[Part of a data file]
>> Begin
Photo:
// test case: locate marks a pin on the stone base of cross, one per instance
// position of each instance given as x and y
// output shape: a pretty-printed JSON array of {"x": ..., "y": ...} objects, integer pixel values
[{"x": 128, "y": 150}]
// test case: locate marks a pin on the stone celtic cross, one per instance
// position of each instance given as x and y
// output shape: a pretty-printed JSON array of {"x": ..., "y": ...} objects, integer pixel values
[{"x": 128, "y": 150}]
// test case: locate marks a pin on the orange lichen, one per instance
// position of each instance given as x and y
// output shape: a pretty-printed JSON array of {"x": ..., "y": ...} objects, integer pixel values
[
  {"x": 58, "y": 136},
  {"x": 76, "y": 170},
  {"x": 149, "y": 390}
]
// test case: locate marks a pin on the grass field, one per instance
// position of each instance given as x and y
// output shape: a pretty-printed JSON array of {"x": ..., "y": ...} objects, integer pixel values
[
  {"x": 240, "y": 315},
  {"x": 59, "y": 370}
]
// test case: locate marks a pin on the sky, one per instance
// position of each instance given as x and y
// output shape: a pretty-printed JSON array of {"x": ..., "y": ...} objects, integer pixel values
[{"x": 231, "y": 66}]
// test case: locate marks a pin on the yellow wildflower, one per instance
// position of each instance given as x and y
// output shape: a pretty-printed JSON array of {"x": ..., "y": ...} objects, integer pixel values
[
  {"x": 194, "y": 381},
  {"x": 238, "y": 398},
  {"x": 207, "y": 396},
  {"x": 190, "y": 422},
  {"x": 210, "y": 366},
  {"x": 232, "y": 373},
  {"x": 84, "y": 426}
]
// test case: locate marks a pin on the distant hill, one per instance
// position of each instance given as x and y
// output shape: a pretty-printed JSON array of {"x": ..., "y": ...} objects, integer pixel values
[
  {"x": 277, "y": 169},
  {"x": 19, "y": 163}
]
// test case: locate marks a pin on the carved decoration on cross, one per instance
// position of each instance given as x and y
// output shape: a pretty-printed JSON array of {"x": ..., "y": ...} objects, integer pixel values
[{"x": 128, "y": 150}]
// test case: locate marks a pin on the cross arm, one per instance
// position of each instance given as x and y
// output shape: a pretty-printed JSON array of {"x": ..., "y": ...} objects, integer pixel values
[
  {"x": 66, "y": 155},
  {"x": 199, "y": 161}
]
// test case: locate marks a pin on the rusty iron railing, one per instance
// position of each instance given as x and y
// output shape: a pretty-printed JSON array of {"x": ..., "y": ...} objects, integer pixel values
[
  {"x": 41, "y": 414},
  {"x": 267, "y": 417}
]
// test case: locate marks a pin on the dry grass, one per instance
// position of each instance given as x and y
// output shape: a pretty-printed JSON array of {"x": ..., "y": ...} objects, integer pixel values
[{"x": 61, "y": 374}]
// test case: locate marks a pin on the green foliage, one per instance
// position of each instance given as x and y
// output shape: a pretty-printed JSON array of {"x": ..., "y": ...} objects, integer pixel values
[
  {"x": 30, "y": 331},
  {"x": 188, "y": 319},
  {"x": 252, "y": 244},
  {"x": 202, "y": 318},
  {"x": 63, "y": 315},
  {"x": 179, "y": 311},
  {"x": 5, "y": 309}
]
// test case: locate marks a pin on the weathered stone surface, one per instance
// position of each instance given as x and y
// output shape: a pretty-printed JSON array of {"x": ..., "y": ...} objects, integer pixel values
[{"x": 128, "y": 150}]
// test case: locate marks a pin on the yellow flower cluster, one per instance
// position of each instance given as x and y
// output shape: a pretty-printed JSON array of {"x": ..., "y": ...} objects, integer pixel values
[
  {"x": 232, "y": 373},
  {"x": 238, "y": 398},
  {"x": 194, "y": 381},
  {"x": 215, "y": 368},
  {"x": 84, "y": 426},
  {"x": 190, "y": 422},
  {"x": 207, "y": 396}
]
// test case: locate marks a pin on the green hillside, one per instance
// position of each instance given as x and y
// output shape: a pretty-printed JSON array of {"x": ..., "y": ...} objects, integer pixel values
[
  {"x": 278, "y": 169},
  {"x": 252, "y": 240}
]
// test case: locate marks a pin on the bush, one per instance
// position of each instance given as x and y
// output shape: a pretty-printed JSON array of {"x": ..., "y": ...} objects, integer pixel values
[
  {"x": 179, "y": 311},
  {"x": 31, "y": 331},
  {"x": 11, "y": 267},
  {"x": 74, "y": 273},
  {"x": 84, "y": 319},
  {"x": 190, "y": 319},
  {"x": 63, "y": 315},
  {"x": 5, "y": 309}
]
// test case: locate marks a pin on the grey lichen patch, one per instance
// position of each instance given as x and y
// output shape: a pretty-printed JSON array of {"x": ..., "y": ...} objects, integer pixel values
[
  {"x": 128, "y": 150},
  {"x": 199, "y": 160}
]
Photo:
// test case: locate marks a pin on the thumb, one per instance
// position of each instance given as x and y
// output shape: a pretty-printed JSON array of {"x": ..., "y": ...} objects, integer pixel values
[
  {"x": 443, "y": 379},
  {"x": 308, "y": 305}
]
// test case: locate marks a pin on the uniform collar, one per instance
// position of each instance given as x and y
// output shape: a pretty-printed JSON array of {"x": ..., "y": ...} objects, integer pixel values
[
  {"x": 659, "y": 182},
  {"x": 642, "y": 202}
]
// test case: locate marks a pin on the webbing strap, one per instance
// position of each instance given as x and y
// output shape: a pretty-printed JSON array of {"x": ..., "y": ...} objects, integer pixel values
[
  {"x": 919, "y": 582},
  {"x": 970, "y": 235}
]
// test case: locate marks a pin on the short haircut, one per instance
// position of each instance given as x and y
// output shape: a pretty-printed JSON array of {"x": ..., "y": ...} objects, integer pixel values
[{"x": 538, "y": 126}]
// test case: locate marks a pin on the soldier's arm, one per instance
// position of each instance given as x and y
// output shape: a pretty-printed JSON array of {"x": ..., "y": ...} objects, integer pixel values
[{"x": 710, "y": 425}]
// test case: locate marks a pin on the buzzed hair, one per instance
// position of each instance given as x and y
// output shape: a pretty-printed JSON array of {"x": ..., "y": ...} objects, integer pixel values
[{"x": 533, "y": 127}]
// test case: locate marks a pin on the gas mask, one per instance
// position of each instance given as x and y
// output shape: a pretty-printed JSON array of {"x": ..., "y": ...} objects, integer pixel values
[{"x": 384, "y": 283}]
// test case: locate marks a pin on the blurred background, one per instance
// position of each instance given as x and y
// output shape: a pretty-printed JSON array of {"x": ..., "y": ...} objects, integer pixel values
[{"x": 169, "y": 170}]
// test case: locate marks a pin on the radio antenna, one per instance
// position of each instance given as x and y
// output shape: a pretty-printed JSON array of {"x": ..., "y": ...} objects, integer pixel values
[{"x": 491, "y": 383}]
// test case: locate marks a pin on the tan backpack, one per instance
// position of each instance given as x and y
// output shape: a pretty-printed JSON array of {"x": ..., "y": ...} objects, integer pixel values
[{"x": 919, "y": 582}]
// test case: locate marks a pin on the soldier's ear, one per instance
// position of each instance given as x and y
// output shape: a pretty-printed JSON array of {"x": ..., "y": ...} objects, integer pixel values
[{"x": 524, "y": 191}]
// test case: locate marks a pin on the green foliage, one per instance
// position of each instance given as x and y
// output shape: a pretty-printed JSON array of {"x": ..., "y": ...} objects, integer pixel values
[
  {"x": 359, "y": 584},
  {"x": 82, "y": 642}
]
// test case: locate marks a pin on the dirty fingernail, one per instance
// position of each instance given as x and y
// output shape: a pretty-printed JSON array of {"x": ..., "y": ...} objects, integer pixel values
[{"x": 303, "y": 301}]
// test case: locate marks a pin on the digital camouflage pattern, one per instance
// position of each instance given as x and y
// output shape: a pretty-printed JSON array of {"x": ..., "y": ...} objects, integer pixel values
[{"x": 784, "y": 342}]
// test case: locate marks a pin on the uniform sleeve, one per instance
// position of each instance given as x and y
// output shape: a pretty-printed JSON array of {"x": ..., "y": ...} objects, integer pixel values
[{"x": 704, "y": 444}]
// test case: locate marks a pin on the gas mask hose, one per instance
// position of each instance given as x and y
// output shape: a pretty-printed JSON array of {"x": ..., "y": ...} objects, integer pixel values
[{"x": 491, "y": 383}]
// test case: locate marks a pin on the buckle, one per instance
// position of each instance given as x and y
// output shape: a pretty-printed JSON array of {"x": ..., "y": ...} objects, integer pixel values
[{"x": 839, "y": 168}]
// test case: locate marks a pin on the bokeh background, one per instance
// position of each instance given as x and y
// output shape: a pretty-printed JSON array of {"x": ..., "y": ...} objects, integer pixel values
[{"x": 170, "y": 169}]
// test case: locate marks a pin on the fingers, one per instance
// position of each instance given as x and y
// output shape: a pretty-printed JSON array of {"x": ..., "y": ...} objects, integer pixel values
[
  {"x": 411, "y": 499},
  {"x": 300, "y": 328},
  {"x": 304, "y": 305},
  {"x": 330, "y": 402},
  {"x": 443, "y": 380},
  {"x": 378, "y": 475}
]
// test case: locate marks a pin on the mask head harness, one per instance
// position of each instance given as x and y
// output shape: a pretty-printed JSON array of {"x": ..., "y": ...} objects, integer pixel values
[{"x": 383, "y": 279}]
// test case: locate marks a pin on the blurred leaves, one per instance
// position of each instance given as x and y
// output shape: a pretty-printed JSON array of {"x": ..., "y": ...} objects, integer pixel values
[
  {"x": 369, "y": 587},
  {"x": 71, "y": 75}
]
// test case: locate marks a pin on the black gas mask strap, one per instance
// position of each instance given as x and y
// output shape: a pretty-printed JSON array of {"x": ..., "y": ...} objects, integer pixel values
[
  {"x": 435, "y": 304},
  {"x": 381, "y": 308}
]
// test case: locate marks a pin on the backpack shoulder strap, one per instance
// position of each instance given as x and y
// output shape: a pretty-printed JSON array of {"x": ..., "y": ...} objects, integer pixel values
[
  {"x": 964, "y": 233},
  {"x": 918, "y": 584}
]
>> End
Directions: Return exactly the lines from the one containing "bokeh background, one per instance" through the last line of the records above, both included, and nothing else.

Exercise result:
// test case: locate marks a pin on the bokeh background, one per instance
// position of each instance given as x and y
// output shape: a pretty-printed JSON array of {"x": ..., "y": ...} objects, integer pixel values
[{"x": 170, "y": 169}]
// test case: locate marks a pin on the fingers, one per instance
// position of each instance given as x and y
// output shape: a pretty-printed JSON array of {"x": ..., "y": ...} objects, integer pixel values
[
  {"x": 411, "y": 499},
  {"x": 300, "y": 328},
  {"x": 304, "y": 305},
  {"x": 330, "y": 402},
  {"x": 443, "y": 380},
  {"x": 378, "y": 475}
]
// test case: locate marks a pin on the mask head harness, one per instance
// position of each instance given as x and y
// output shape: a pretty-printed JSON array of {"x": ..., "y": ...} objects, integer pixel values
[{"x": 383, "y": 279}]
// test case: locate marks a pin on the blurred leaves, one per instance
// position of each instance given as x and y
// output shape: a pretty-printed JSON array of {"x": ..., "y": ...} objects, integer pixel values
[
  {"x": 369, "y": 587},
  {"x": 71, "y": 75}
]
// test case: locate marks a pin on the black gas mask strap, one per instance
// position of each instance given as x and y
// output shape: a pretty-printed JSON array of {"x": ..., "y": ...} objects, integer pixel values
[
  {"x": 435, "y": 304},
  {"x": 381, "y": 308}
]
// test case: locate marks a pin on the backpack shoulder strap, one per instance
// position of each instance given as x and y
// output shape: a pretty-printed JSON array of {"x": ..., "y": ...} objects, integer pixel values
[
  {"x": 964, "y": 233},
  {"x": 918, "y": 584}
]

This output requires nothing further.